The input -

|---|

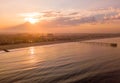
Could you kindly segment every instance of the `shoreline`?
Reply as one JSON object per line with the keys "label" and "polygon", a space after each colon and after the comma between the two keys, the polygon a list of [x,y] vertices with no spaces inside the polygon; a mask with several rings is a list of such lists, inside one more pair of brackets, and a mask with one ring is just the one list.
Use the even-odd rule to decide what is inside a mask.
{"label": "shoreline", "polygon": [[103,38],[90,38],[90,39],[78,39],[78,40],[67,40],[67,41],[48,41],[48,42],[40,42],[40,43],[21,43],[21,44],[12,44],[12,45],[1,45],[0,51],[3,49],[18,49],[18,48],[25,48],[31,46],[43,46],[43,45],[53,45],[53,44],[61,44],[61,43],[69,43],[69,42],[79,42],[79,41],[87,41],[87,40],[94,40],[94,39],[106,39],[106,38],[117,38],[117,37],[103,37]]}

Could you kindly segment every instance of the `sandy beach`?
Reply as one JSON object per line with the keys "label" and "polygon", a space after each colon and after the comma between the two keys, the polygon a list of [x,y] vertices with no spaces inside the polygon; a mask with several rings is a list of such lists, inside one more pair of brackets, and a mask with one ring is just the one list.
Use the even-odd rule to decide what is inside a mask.
{"label": "sandy beach", "polygon": [[16,48],[31,47],[31,46],[42,46],[42,45],[78,42],[78,41],[93,40],[93,39],[105,39],[105,38],[116,38],[116,37],[95,37],[95,38],[77,39],[77,40],[46,41],[46,42],[40,42],[40,43],[21,43],[21,44],[11,44],[11,45],[1,45],[0,51],[2,51],[3,49],[9,50],[9,49],[16,49]]}

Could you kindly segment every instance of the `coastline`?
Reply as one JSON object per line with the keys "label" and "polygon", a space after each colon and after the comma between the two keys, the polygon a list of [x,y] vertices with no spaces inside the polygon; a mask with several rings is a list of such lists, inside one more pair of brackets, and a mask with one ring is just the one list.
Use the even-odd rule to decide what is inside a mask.
{"label": "coastline", "polygon": [[[105,38],[117,38],[117,37],[105,37]],[[90,38],[90,39],[78,39],[78,40],[67,40],[67,41],[47,41],[47,42],[40,42],[40,43],[21,43],[21,44],[12,44],[12,45],[1,45],[0,51],[3,49],[17,49],[17,48],[25,48],[31,46],[43,46],[43,45],[52,45],[52,44],[60,44],[60,43],[68,43],[68,42],[79,42],[79,41],[87,41],[87,40],[94,40],[94,39],[105,39],[103,38]]]}

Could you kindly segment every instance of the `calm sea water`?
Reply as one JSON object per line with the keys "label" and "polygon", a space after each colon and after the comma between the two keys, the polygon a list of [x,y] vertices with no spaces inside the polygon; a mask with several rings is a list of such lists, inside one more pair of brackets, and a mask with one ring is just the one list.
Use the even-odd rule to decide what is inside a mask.
{"label": "calm sea water", "polygon": [[[86,41],[85,41],[86,42]],[[0,83],[120,83],[120,38],[0,53]]]}

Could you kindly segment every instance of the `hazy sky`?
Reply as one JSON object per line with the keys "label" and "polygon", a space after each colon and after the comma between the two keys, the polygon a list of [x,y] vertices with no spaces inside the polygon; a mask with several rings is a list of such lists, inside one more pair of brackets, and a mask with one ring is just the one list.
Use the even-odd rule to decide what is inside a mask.
{"label": "hazy sky", "polygon": [[0,0],[0,30],[26,22],[41,32],[120,32],[120,0]]}

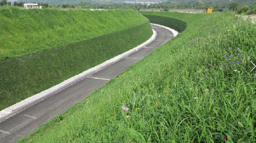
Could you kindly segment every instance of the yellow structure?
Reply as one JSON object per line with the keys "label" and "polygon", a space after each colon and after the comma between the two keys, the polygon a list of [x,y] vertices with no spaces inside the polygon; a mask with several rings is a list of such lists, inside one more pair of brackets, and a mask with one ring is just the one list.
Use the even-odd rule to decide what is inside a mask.
{"label": "yellow structure", "polygon": [[206,8],[206,13],[213,13],[213,8]]}

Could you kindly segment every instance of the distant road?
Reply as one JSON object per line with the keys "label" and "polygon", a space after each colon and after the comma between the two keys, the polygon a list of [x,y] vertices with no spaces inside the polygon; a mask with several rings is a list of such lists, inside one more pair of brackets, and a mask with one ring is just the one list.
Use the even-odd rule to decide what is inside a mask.
{"label": "distant road", "polygon": [[82,101],[110,79],[173,37],[173,33],[164,28],[152,25],[152,29],[157,32],[157,37],[140,50],[1,122],[0,142],[16,142],[20,137],[27,137],[41,124]]}

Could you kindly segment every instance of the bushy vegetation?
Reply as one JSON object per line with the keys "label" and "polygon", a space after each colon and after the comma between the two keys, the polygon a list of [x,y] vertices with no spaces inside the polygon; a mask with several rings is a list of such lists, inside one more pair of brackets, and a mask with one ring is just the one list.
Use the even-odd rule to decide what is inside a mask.
{"label": "bushy vegetation", "polygon": [[134,10],[26,10],[15,7],[0,8],[0,60],[124,30],[147,20]]}
{"label": "bushy vegetation", "polygon": [[142,13],[187,29],[20,142],[255,142],[256,27],[229,13]]}
{"label": "bushy vegetation", "polygon": [[[34,12],[38,12],[38,15],[40,15],[41,11],[39,10]],[[32,10],[31,12],[33,13]],[[42,31],[40,29],[32,30],[38,31],[34,32],[34,35],[38,36],[34,39],[34,41],[40,43],[42,43],[39,40],[40,39],[48,42],[52,41],[52,39],[48,40],[48,38],[58,39],[59,43],[49,43],[48,45],[43,45],[43,47],[32,47],[28,50],[36,52],[0,61],[0,110],[128,51],[146,41],[152,35],[149,20],[134,10],[100,12],[85,10],[73,12],[70,10],[62,12],[55,10],[50,12],[50,10],[47,10],[44,12],[53,15],[53,17],[50,19],[50,20],[43,19],[43,17],[41,20],[43,22],[39,22],[39,20],[36,19],[39,21],[35,20],[27,23],[36,24],[37,22],[42,27],[44,24],[44,29],[48,29],[49,30],[47,31],[50,31],[53,36],[43,31],[43,28],[41,28],[40,25],[29,24],[32,27],[24,27],[25,29],[28,29],[21,30],[23,32],[28,31],[25,33],[20,33],[20,29],[17,29],[15,32],[11,27],[5,26],[7,27],[7,31],[10,31],[9,29],[11,29],[13,36],[22,34],[29,35],[28,33],[29,30],[34,29],[33,28],[41,28]],[[55,14],[53,14],[53,12],[56,12]],[[60,15],[59,19],[54,18],[55,16],[58,17],[58,13],[64,13],[62,18],[62,22],[58,21],[58,20],[61,20]],[[50,17],[50,15],[47,15],[47,17]],[[123,17],[126,17],[126,19],[123,19]],[[70,21],[67,20],[69,18]],[[33,20],[33,19],[29,20]],[[48,20],[43,22],[43,20]],[[11,19],[11,20],[14,20]],[[51,25],[50,23],[53,24]],[[54,23],[57,24],[54,24]],[[58,24],[62,24],[63,29],[65,28],[62,29]],[[79,28],[82,31],[79,31]],[[39,37],[39,33],[40,32],[48,36],[41,35],[41,37]],[[83,33],[83,34],[82,34]],[[5,33],[4,32],[4,33]],[[65,35],[66,33],[67,36]],[[68,33],[73,35],[69,36]],[[76,33],[80,34],[82,38],[83,37],[83,40],[75,40],[82,38],[78,37]],[[59,38],[57,36],[58,34]],[[24,38],[26,38],[25,36],[23,36]],[[62,37],[62,36],[64,38]],[[96,36],[97,37],[95,37]],[[68,37],[71,39],[67,39]],[[62,43],[60,39],[64,38],[67,41],[63,40]],[[19,39],[20,43],[33,43],[31,41]],[[19,39],[16,41],[18,42]],[[10,39],[6,40],[11,40]],[[33,41],[33,39],[31,40]],[[72,41],[73,43],[69,43]],[[25,45],[26,43],[20,44]],[[52,46],[56,47],[53,48]],[[21,47],[13,48],[14,50],[22,50]],[[42,50],[42,49],[46,50]],[[21,53],[19,52],[19,54]]]}

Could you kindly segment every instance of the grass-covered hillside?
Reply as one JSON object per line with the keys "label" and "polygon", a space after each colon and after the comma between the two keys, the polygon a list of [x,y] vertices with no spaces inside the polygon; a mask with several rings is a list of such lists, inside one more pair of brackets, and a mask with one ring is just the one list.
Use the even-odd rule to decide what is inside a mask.
{"label": "grass-covered hillside", "polygon": [[2,8],[0,15],[0,110],[137,46],[153,33],[149,21],[135,10]]}
{"label": "grass-covered hillside", "polygon": [[256,142],[256,26],[229,13],[142,13],[187,27],[20,142]]}
{"label": "grass-covered hillside", "polygon": [[122,31],[144,23],[134,10],[0,8],[0,60]]}

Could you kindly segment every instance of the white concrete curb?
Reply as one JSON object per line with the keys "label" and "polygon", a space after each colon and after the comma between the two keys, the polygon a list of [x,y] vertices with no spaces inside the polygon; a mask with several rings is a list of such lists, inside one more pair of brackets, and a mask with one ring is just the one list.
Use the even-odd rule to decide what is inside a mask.
{"label": "white concrete curb", "polygon": [[175,29],[170,29],[170,28],[169,28],[168,27],[165,27],[165,26],[163,26],[163,25],[159,25],[159,24],[154,24],[154,23],[151,23],[151,25],[159,26],[159,27],[163,27],[164,29],[166,29],[167,30],[170,31],[173,33],[173,35],[174,35],[175,37],[176,37],[176,36],[179,33],[179,32],[177,32]]}
{"label": "white concrete curb", "polygon": [[[161,26],[161,25],[159,25],[159,24],[151,24],[159,26],[159,27],[163,27],[168,30],[170,30],[171,32],[173,33],[175,36],[176,36],[177,34],[177,32],[176,31],[171,29],[168,27],[166,27],[164,26]],[[36,103],[39,103],[39,101],[43,100],[46,98],[50,97],[50,96],[63,90],[64,89],[75,84],[76,82],[86,78],[86,77],[88,77],[90,75],[93,75],[93,73],[97,73],[97,71],[100,71],[100,70],[105,68],[105,67],[136,52],[137,51],[138,51],[139,50],[140,50],[143,47],[144,47],[145,45],[151,43],[156,38],[157,33],[154,29],[153,29],[153,33],[153,33],[152,36],[149,40],[147,40],[146,42],[143,43],[142,44],[134,47],[133,49],[131,49],[129,51],[127,51],[109,60],[107,60],[100,65],[97,65],[77,75],[75,75],[74,77],[72,77],[61,82],[60,84],[58,84],[53,87],[50,87],[50,89],[43,91],[40,92],[39,93],[37,93],[36,95],[34,95],[33,96],[27,98],[27,99],[25,99],[24,100],[20,101],[20,103],[18,103],[12,106],[10,106],[10,107],[0,111],[0,122],[7,119],[8,118],[15,115],[17,113],[20,112],[21,111],[33,105],[34,104],[36,104]]]}

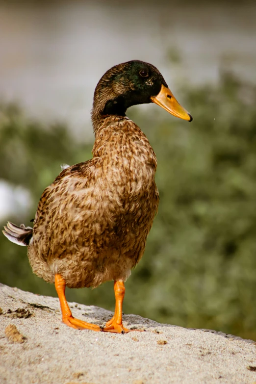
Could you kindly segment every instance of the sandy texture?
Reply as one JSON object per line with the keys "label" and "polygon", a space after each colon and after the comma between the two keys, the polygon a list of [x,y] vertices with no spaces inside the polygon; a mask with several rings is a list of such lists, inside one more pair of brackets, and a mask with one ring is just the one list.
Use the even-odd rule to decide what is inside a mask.
{"label": "sandy texture", "polygon": [[[96,307],[70,306],[75,316],[100,325],[112,315]],[[125,326],[146,332],[76,330],[61,323],[57,299],[2,284],[0,307],[1,384],[256,383],[256,371],[250,370],[256,366],[251,340],[134,315],[124,316]],[[5,331],[10,324],[18,334],[14,327]],[[15,337],[8,336],[11,329]],[[17,336],[24,342],[16,341]]]}

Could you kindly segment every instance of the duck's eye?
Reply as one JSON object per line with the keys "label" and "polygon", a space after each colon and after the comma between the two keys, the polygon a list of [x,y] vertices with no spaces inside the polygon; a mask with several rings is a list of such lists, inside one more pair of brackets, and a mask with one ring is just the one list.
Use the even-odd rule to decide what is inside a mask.
{"label": "duck's eye", "polygon": [[147,77],[149,76],[149,73],[147,71],[142,69],[141,71],[140,71],[140,75],[142,77]]}

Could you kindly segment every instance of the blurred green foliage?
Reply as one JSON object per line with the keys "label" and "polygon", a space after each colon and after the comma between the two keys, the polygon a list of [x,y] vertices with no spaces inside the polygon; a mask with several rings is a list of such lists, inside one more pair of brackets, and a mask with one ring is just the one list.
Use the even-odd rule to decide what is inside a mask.
{"label": "blurred green foliage", "polygon": [[[124,310],[256,340],[256,88],[223,73],[217,85],[187,85],[177,93],[193,116],[190,124],[156,106],[128,113],[156,154],[160,201],[144,256],[126,283]],[[91,156],[93,143],[82,141],[65,126],[43,127],[2,105],[0,179],[24,186],[32,199],[26,217],[8,219],[29,225],[60,164]],[[0,237],[0,281],[55,295],[33,275],[26,253]],[[67,296],[114,308],[111,282]]]}

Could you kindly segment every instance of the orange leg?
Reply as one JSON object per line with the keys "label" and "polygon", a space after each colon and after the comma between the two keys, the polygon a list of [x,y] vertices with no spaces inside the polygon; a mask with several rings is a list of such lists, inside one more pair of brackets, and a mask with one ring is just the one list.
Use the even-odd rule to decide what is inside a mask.
{"label": "orange leg", "polygon": [[128,330],[125,328],[123,325],[122,309],[126,291],[124,282],[114,282],[114,290],[116,298],[115,313],[112,319],[106,324],[102,331],[105,332],[115,332],[117,333],[126,333],[131,331],[138,331],[138,330]]}
{"label": "orange leg", "polygon": [[66,283],[65,280],[64,279],[62,279],[60,275],[56,274],[55,275],[55,287],[59,297],[63,323],[68,325],[69,327],[78,330],[86,329],[97,331],[102,330],[98,325],[86,323],[86,321],[79,320],[73,317],[65,296]]}

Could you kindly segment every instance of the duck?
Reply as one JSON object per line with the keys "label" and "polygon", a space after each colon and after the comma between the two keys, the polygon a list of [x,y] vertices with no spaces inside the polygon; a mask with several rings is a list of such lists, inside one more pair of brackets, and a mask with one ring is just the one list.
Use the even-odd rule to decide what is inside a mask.
{"label": "duck", "polygon": [[[112,67],[95,88],[90,160],[68,166],[44,191],[33,228],[8,222],[3,233],[27,247],[32,270],[55,284],[62,321],[76,329],[126,333],[125,282],[143,256],[157,211],[157,160],[147,137],[126,115],[155,103],[191,122],[154,65],[134,60]],[[65,288],[96,288],[114,281],[113,317],[100,327],[73,317]]]}

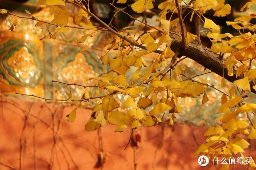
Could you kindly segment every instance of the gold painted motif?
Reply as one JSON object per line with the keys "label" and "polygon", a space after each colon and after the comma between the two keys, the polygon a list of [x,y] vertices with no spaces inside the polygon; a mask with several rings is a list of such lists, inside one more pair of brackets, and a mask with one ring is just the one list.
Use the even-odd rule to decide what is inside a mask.
{"label": "gold painted motif", "polygon": [[6,80],[4,80],[3,75],[0,74],[0,85],[9,85],[9,82]]}
{"label": "gold painted motif", "polygon": [[[98,74],[93,70],[91,66],[86,62],[84,55],[81,53],[76,54],[74,61],[61,70],[61,74],[63,81],[85,86],[95,85],[95,81],[88,79],[99,76]],[[80,96],[82,96],[84,91],[82,87],[73,86],[72,88],[74,90],[74,94]]]}
{"label": "gold painted motif", "polygon": [[32,55],[25,47],[14,52],[13,55],[7,60],[7,63],[16,73],[16,76],[27,79],[27,83],[29,82],[30,78],[33,76],[37,67]]}

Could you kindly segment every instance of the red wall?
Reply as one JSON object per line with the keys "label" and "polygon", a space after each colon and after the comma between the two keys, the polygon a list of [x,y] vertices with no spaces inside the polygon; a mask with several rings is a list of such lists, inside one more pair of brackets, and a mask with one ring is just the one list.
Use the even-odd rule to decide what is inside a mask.
{"label": "red wall", "polygon": [[[20,163],[23,169],[92,169],[101,150],[105,155],[102,159],[105,159],[103,169],[134,169],[134,163],[138,170],[221,169],[211,160],[206,167],[201,167],[198,158],[194,157],[205,139],[202,135],[205,127],[179,124],[173,128],[167,125],[138,128],[133,133],[132,139],[135,139],[125,150],[130,129],[116,133],[115,126],[108,125],[99,132],[85,131],[90,110],[78,109],[75,121],[70,123],[66,120],[66,115],[74,106],[4,97],[0,99],[0,169],[9,169],[8,166],[19,169]],[[254,143],[252,150],[255,146]]]}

|---|

Written instruction - In the listing above, find the line containing "Could you kindly segment every instance of the gold", then reproduce it and each line after it through the end, exactly and with nothing added.

Answer to the task -
Could you kindly segment every instance of the gold painted motif?
Reply as one JSON object per line with the keys "label" and "polygon", a space after each colon and after the comma between the two keys, the polygon a list of [x,y] vertices with no spaces inside the polygon; a mask with several rings is a list of such lists, inside one more pair of brackets, and a mask with one ring is just the one list.
Use the even-odd rule to decide what is inside a mask.
{"label": "gold painted motif", "polygon": [[6,80],[4,80],[3,75],[0,74],[0,85],[9,85],[9,82]]}
{"label": "gold painted motif", "polygon": [[[98,74],[93,70],[91,66],[86,62],[84,55],[81,53],[76,54],[74,61],[61,70],[61,74],[63,81],[85,86],[95,85],[95,81],[88,79],[99,76]],[[80,96],[82,96],[84,91],[82,87],[73,86],[72,88],[74,90],[74,94]]]}
{"label": "gold painted motif", "polygon": [[32,55],[25,47],[14,52],[13,55],[7,60],[7,63],[16,73],[16,76],[27,79],[27,83],[29,82],[30,78],[33,76],[37,67]]}

Could you kindly segment every instance of the red wall?
Reply as one JSON object per line with the keys "label" and "polygon", a space after each colon and after the comma between the two keys, the polygon a list of [x,y] vertices with no spaces inside the polygon; a mask with several rings is a list of such lists, inside one more pair of brackets, and a mask with one ring is just the one list.
Use the even-odd rule to decide what is inside a mask.
{"label": "red wall", "polygon": [[[20,163],[23,169],[92,169],[101,150],[105,155],[102,159],[105,159],[103,169],[134,169],[134,163],[138,170],[221,169],[211,160],[206,167],[201,167],[198,158],[194,157],[205,139],[202,135],[205,127],[179,124],[173,128],[167,125],[138,128],[133,133],[132,139],[135,139],[125,150],[130,129],[116,133],[115,126],[108,125],[99,132],[85,131],[90,110],[78,109],[75,121],[70,123],[66,120],[66,115],[74,106],[4,97],[0,99],[0,169],[9,169],[8,166],[19,169]],[[254,143],[252,150],[255,146]]]}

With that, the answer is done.